Data items

== Segment start ==

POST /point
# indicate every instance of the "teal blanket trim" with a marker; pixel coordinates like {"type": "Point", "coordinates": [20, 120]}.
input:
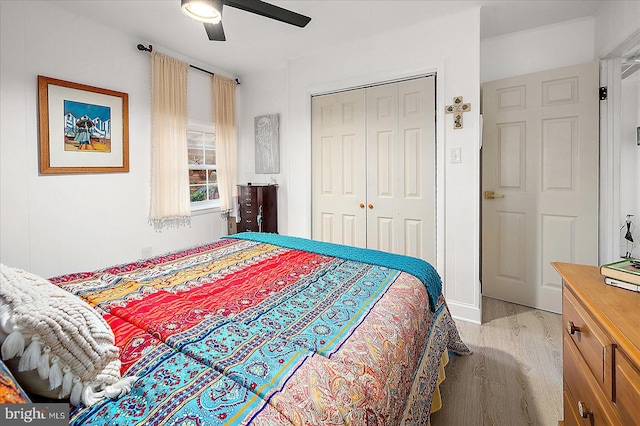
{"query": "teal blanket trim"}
{"type": "Point", "coordinates": [414, 266]}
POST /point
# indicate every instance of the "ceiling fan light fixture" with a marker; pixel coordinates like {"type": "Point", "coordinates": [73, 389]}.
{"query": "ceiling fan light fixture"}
{"type": "Point", "coordinates": [209, 11]}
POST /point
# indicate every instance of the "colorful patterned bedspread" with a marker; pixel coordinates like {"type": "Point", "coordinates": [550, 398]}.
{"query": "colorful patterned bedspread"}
{"type": "Point", "coordinates": [246, 332]}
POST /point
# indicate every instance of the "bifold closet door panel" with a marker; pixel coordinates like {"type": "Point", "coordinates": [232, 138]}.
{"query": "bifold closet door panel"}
{"type": "Point", "coordinates": [373, 168]}
{"type": "Point", "coordinates": [338, 168]}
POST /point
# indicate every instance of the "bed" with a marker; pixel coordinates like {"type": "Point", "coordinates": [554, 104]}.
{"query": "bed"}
{"type": "Point", "coordinates": [265, 329]}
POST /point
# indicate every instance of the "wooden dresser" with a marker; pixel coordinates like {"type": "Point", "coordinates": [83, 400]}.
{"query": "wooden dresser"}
{"type": "Point", "coordinates": [601, 349]}
{"type": "Point", "coordinates": [258, 202]}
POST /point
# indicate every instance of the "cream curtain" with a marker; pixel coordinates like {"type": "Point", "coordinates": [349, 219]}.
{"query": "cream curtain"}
{"type": "Point", "coordinates": [224, 117]}
{"type": "Point", "coordinates": [170, 203]}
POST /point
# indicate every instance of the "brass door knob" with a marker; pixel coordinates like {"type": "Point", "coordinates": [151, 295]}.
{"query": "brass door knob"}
{"type": "Point", "coordinates": [490, 195]}
{"type": "Point", "coordinates": [583, 410]}
{"type": "Point", "coordinates": [571, 328]}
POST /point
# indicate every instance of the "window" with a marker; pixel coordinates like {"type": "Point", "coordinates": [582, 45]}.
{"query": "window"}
{"type": "Point", "coordinates": [203, 175]}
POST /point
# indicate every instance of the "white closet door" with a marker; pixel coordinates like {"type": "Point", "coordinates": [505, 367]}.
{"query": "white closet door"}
{"type": "Point", "coordinates": [338, 168]}
{"type": "Point", "coordinates": [540, 155]}
{"type": "Point", "coordinates": [401, 173]}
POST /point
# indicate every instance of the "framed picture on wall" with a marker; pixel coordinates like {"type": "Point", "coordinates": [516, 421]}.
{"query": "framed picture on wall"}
{"type": "Point", "coordinates": [267, 133]}
{"type": "Point", "coordinates": [83, 129]}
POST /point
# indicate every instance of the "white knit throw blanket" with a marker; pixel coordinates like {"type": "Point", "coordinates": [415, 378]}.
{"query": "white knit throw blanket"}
{"type": "Point", "coordinates": [60, 335]}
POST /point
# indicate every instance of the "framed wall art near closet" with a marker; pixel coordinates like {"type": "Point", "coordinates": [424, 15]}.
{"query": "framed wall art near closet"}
{"type": "Point", "coordinates": [83, 129]}
{"type": "Point", "coordinates": [267, 134]}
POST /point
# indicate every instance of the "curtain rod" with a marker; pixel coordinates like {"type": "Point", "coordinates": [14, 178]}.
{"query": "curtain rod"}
{"type": "Point", "coordinates": [143, 48]}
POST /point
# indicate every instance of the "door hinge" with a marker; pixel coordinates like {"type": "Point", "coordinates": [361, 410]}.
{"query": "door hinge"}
{"type": "Point", "coordinates": [603, 93]}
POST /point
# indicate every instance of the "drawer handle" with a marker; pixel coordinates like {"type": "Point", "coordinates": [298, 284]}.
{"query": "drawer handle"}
{"type": "Point", "coordinates": [583, 410]}
{"type": "Point", "coordinates": [571, 327]}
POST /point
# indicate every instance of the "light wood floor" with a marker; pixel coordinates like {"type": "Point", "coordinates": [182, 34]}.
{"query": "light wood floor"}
{"type": "Point", "coordinates": [514, 376]}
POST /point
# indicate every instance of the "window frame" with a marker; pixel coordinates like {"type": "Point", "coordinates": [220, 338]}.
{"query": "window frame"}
{"type": "Point", "coordinates": [204, 127]}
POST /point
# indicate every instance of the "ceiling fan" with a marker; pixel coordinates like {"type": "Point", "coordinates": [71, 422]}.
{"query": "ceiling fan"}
{"type": "Point", "coordinates": [210, 13]}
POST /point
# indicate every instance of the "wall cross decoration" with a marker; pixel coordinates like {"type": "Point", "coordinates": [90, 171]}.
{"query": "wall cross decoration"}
{"type": "Point", "coordinates": [457, 109]}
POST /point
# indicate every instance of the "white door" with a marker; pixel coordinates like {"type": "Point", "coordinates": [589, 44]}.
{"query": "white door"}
{"type": "Point", "coordinates": [401, 168]}
{"type": "Point", "coordinates": [339, 168]}
{"type": "Point", "coordinates": [540, 158]}
{"type": "Point", "coordinates": [373, 167]}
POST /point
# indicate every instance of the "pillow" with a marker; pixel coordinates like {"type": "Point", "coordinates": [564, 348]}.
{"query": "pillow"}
{"type": "Point", "coordinates": [59, 339]}
{"type": "Point", "coordinates": [10, 390]}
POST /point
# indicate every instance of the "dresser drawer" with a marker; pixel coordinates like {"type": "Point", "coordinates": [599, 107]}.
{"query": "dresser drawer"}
{"type": "Point", "coordinates": [592, 404]}
{"type": "Point", "coordinates": [589, 339]}
{"type": "Point", "coordinates": [627, 390]}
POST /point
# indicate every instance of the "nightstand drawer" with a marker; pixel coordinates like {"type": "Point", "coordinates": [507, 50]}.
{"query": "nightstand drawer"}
{"type": "Point", "coordinates": [627, 393]}
{"type": "Point", "coordinates": [591, 403]}
{"type": "Point", "coordinates": [589, 339]}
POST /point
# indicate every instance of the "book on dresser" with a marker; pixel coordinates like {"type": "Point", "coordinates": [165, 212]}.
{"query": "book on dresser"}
{"type": "Point", "coordinates": [622, 284]}
{"type": "Point", "coordinates": [627, 270]}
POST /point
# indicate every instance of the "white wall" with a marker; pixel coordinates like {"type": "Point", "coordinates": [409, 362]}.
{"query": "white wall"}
{"type": "Point", "coordinates": [538, 49]}
{"type": "Point", "coordinates": [414, 50]}
{"type": "Point", "coordinates": [58, 224]}
{"type": "Point", "coordinates": [629, 159]}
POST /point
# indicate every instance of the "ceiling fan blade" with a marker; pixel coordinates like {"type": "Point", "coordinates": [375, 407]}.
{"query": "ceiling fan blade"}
{"type": "Point", "coordinates": [270, 11]}
{"type": "Point", "coordinates": [215, 31]}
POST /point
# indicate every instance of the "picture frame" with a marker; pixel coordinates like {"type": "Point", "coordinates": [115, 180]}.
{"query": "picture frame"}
{"type": "Point", "coordinates": [82, 129]}
{"type": "Point", "coordinates": [267, 144]}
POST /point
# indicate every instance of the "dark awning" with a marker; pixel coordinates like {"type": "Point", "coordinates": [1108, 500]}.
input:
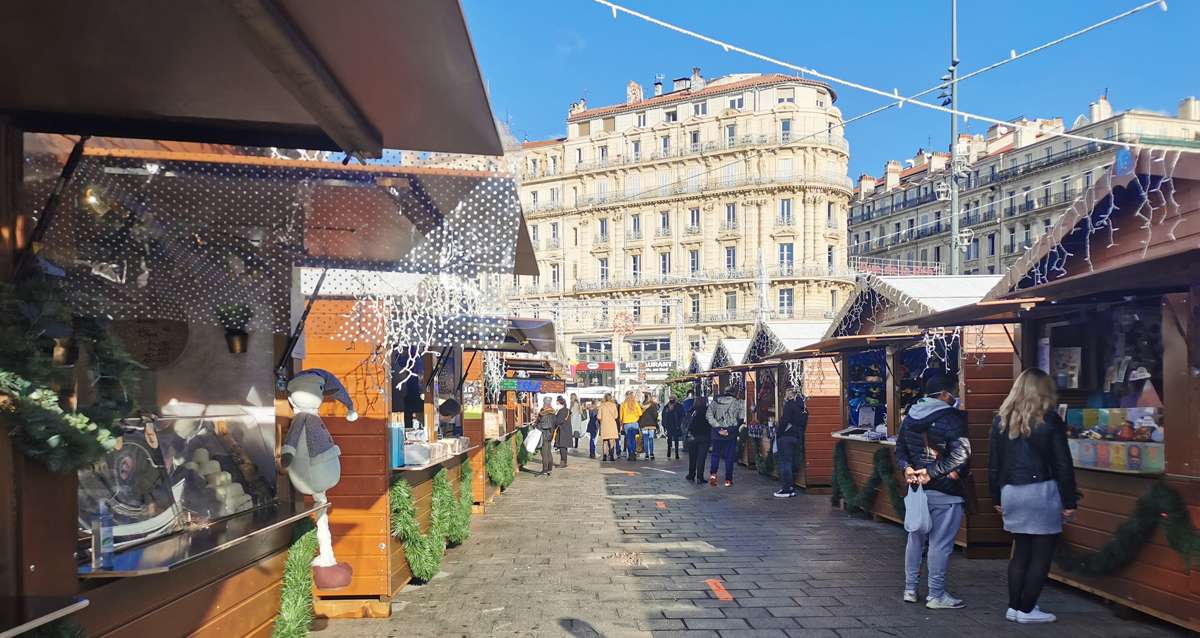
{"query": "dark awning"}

== Segment end ==

§ **Your instructions**
Write out the data word for word. Any picture is to be skipped.

§ **Reply to the task**
POST /point
# indicate every instance of the "teal blanket trim" with a marker; pixel coordinates like {"type": "Point", "coordinates": [20, 120]}.
input:
{"query": "teal blanket trim"}
{"type": "Point", "coordinates": [414, 266]}
POST /point
# indicate every instance of the "ceiling fan light fixture" with a marker; pixel coordinates like {"type": "Point", "coordinates": [73, 389]}.
{"query": "ceiling fan light fixture"}
{"type": "Point", "coordinates": [209, 11]}
POST /point
# indicate every instance of the "colorful patterned bedspread" with a marker; pixel coordinates like {"type": "Point", "coordinates": [550, 398]}.
{"query": "colorful patterned bedspread"}
{"type": "Point", "coordinates": [246, 332]}
POST /point
# indicate every instance of the "bifold closet door panel" with a marker; pixel coordinates like {"type": "Point", "coordinates": [232, 138]}.
{"query": "bifold closet door panel"}
{"type": "Point", "coordinates": [373, 168]}
{"type": "Point", "coordinates": [338, 168]}
POST /point
# indicate every instance of the "bed" with a marker; pixel coordinates like {"type": "Point", "coordinates": [554, 104]}.
{"query": "bed"}
{"type": "Point", "coordinates": [265, 329]}
POST /point
# indicate every instance of the "wooden dresser" with a marker; pixel coordinates like {"type": "Point", "coordinates": [83, 400]}.
{"query": "wooden dresser"}
{"type": "Point", "coordinates": [601, 349]}
{"type": "Point", "coordinates": [258, 202]}
POST /point
# indicate every instance of the "cream curtain" with a marker; pixel coordinates like {"type": "Point", "coordinates": [349, 219]}.
{"query": "cream curtain"}
{"type": "Point", "coordinates": [224, 117]}
{"type": "Point", "coordinates": [170, 203]}
POST /point
# indicate every instance of the "brass door knob" with a marker; pixel coordinates like {"type": "Point", "coordinates": [151, 295]}.
{"query": "brass door knob"}
{"type": "Point", "coordinates": [490, 195]}
{"type": "Point", "coordinates": [583, 410]}
{"type": "Point", "coordinates": [571, 328]}
POST /point
# indicate every instance of the "window" with a marker; pixel coordinates like {"type": "Point", "coordinates": [582, 45]}.
{"query": "window"}
{"type": "Point", "coordinates": [203, 175]}
POST /point
# indicate every instance of the "white closet door" with a marker; pixel coordinates like {"type": "Point", "coordinates": [505, 367]}.
{"query": "white closet door"}
{"type": "Point", "coordinates": [338, 168]}
{"type": "Point", "coordinates": [540, 155]}
{"type": "Point", "coordinates": [401, 173]}
POST /point
# indicate every instance of the "framed picture on wall" with a marker; pixel coordinates like {"type": "Point", "coordinates": [516, 421]}.
{"query": "framed picture on wall"}
{"type": "Point", "coordinates": [267, 133]}
{"type": "Point", "coordinates": [83, 129]}
POST /point
# indicate every instance of the "white knit throw blanket" with a marker; pixel coordinates like {"type": "Point", "coordinates": [415, 378]}.
{"query": "white knit throw blanket"}
{"type": "Point", "coordinates": [60, 335]}
POST /point
# indicate every instance of the "framed wall art near closet" with a marker; pixel coordinates like {"type": "Point", "coordinates": [424, 15]}.
{"query": "framed wall art near closet"}
{"type": "Point", "coordinates": [83, 129]}
{"type": "Point", "coordinates": [267, 134]}
POST /point
# indicate every instance of the "curtain rod" with a marker; pixel coordinates like {"type": "Point", "coordinates": [14, 178]}.
{"query": "curtain rod"}
{"type": "Point", "coordinates": [143, 48]}
POST /point
# indicate every instance of the "door hinge" with a marker; pixel coordinates like {"type": "Point", "coordinates": [361, 410]}.
{"query": "door hinge"}
{"type": "Point", "coordinates": [603, 93]}
POST /point
# indicate every instance of the "drawer handle" with a marker; pixel coordinates like {"type": "Point", "coordinates": [298, 284]}.
{"query": "drawer handle"}
{"type": "Point", "coordinates": [583, 410]}
{"type": "Point", "coordinates": [571, 327]}
POST /point
# indicate every instance of the "light wood floor" with a marker; pixel coordinates like {"type": "Point", "coordinates": [182, 34]}.
{"query": "light wood floor"}
{"type": "Point", "coordinates": [514, 376]}
POST /point
# indicate every instance of the "window frame" with a marker; pixel coordinates like {"type": "Point", "coordinates": [220, 338]}.
{"query": "window frame"}
{"type": "Point", "coordinates": [204, 127]}
POST /point
# indicate every instance of the "ceiling fan" with a marker; pixel coordinates like {"type": "Point", "coordinates": [71, 422]}.
{"query": "ceiling fan"}
{"type": "Point", "coordinates": [210, 13]}
POST /point
# indicate every instance of the "wall cross decoration" with a marker; pixel coordinates like {"type": "Point", "coordinates": [90, 171]}.
{"query": "wall cross decoration"}
{"type": "Point", "coordinates": [457, 109]}
POST /point
# indicate every instance of the "white door" with a marker; pixel coordinates like {"type": "Point", "coordinates": [589, 44]}.
{"query": "white door"}
{"type": "Point", "coordinates": [401, 168]}
{"type": "Point", "coordinates": [339, 168]}
{"type": "Point", "coordinates": [540, 158]}
{"type": "Point", "coordinates": [373, 167]}
POST /point
# indicate every instance of the "pillow" with a marker; pixel coordinates like {"type": "Point", "coordinates": [564, 348]}.
{"query": "pillow"}
{"type": "Point", "coordinates": [59, 339]}
{"type": "Point", "coordinates": [10, 390]}
POST /point
# indicate every instance of the "dresser drawer" with a marker; pixel coordinates like {"type": "Point", "coordinates": [599, 107]}.
{"query": "dresser drawer"}
{"type": "Point", "coordinates": [592, 404]}
{"type": "Point", "coordinates": [589, 339]}
{"type": "Point", "coordinates": [627, 390]}
POST /point
# indicate every instance of the "nightstand drawer" with a marker; pixel coordinates like {"type": "Point", "coordinates": [507, 50]}.
{"query": "nightstand drawer"}
{"type": "Point", "coordinates": [627, 393]}
{"type": "Point", "coordinates": [591, 403]}
{"type": "Point", "coordinates": [589, 339]}
POST /point
# indicate every instance of the "book on dresser" with a marker; pixel coordinates like {"type": "Point", "coordinates": [165, 212]}.
{"query": "book on dresser"}
{"type": "Point", "coordinates": [622, 284]}
{"type": "Point", "coordinates": [627, 270]}
POST /point
# indicate every instance of the "white wall" with a marker; pixel coordinates like {"type": "Point", "coordinates": [409, 362]}.
{"query": "white wall"}
{"type": "Point", "coordinates": [538, 49]}
{"type": "Point", "coordinates": [414, 50]}
{"type": "Point", "coordinates": [58, 224]}
{"type": "Point", "coordinates": [629, 159]}
POST /point
# indicate every instance of the "ceiling fan blade" with a marker; pixel coordinates like {"type": "Point", "coordinates": [375, 407]}.
{"query": "ceiling fan blade"}
{"type": "Point", "coordinates": [270, 11]}
{"type": "Point", "coordinates": [215, 31]}
POST /point
# indicate every instance of the "picture frame" with a marker; pixel coordinates like {"type": "Point", "coordinates": [115, 180]}.
{"query": "picture frame"}
{"type": "Point", "coordinates": [82, 129]}
{"type": "Point", "coordinates": [267, 144]}
POST /point
# indicate every instance of the "dark awning" with a marker; pixel coordinates like {"type": "Point", "coordinates": [1108, 500]}.
input:
{"query": "dark awning"}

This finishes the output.